* [Problem details]: Pictures stay out of the copy; restate everything else in the material exactly.

-=-=-=-=-

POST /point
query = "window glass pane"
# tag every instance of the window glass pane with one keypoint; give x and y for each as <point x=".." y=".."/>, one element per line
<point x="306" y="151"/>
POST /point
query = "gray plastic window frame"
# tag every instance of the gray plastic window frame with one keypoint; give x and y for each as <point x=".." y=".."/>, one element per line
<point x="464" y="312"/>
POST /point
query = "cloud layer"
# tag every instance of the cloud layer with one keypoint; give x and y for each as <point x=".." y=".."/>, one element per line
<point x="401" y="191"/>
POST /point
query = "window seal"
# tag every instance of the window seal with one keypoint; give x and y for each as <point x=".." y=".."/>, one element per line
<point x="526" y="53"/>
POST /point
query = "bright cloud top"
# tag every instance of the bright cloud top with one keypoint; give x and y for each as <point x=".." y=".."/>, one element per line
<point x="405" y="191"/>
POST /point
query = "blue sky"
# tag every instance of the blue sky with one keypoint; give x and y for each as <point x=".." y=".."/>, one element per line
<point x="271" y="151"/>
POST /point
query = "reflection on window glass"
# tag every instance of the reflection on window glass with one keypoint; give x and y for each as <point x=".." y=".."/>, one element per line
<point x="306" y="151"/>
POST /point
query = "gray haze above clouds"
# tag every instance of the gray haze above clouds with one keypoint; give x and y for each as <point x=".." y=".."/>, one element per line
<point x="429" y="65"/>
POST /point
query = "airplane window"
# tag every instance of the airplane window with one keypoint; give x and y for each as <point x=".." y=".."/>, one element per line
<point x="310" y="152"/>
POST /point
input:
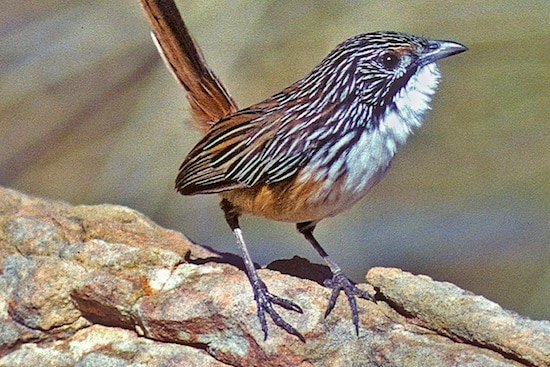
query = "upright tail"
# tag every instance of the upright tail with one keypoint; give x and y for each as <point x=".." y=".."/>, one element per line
<point x="207" y="96"/>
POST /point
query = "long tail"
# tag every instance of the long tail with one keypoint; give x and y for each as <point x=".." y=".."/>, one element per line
<point x="207" y="96"/>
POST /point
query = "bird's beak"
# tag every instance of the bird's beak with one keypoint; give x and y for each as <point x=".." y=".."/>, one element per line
<point x="438" y="49"/>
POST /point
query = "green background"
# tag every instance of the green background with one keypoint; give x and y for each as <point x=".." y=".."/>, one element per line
<point x="89" y="114"/>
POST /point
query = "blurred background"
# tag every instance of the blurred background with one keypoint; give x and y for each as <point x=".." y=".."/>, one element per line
<point x="89" y="114"/>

-=-=-=-=-

* [Complete answer]:
POST /point
query = "window glass pane"
# tag every instance of the window glass pane with one keypoint; give x and y for each as <point x=".." y=".."/>, one element per line
<point x="306" y="151"/>
POST /point
query = "gray plastic window frame"
# tag every instance of the gray plastic window frame with one keypoint; give x and y for each as <point x=".." y=".."/>, one element per line
<point x="464" y="312"/>
POST /point
query = "cloud layer"
# tag every instance of the cloud layer with one keypoint; give x and y for each as <point x=".." y=".."/>, one element per line
<point x="401" y="191"/>
POST /point
query = "window seal"
# tag every instance of the window seal with one keypoint; give x and y for each as <point x=".." y=".."/>, one element per line
<point x="526" y="53"/>
POST /point
query = "bright cloud top"
# tag every instance of the bright cloud top with one keypoint; give x and y for each as <point x=".." y=".."/>, one element per line
<point x="405" y="191"/>
POST /point
query = "blue sky"
# tag every instance of the blue sky with one keypoint; give x and y for each as <point x=".." y=".."/>, one element per line
<point x="271" y="151"/>
POST /point
query = "reflection on window glass"
# tag every instance of the reflection on window glass with one keypoint; give x and y for each as <point x=".." y=".."/>, one element per line
<point x="306" y="151"/>
POST /point
query = "gray haze above clouds"
# tag every instance of the gray haze above clouds with one keypoint; give x and y for each as <point x=".." y=".."/>, one element per line
<point x="429" y="65"/>
POST /point
query = "airplane window"
# tag every instance of the airplane window with one keypoint; give x and y for each as <point x=".." y=".."/>, one element per line
<point x="310" y="152"/>
POST /point
input:
query = "upright tail"
# tag every instance of the upright tail with one keypoint; give x and y for each as <point x=".." y=".."/>, one element per line
<point x="207" y="96"/>
POST /point
query = "long tail"
# tag every instance of the long tail with one keypoint; give x and y for each as <point x=".." y=".."/>, one element per line
<point x="207" y="96"/>
POST /point
query = "bird's beak"
# tag every instance of the bird's beak with one keypoint; give x and y for each as <point x=".." y=".."/>, one element per line
<point x="438" y="49"/>
POST /point
query = "green background"
# tag every instance of the green background with one keypoint; give x and y for each as <point x=".." y=".."/>, one element per line
<point x="89" y="114"/>
POST /point
query = "blurred background"
# tag every instance of the blurred background with one keypoint; give x and y for each as <point x=".." y=".."/>, one element per line
<point x="89" y="114"/>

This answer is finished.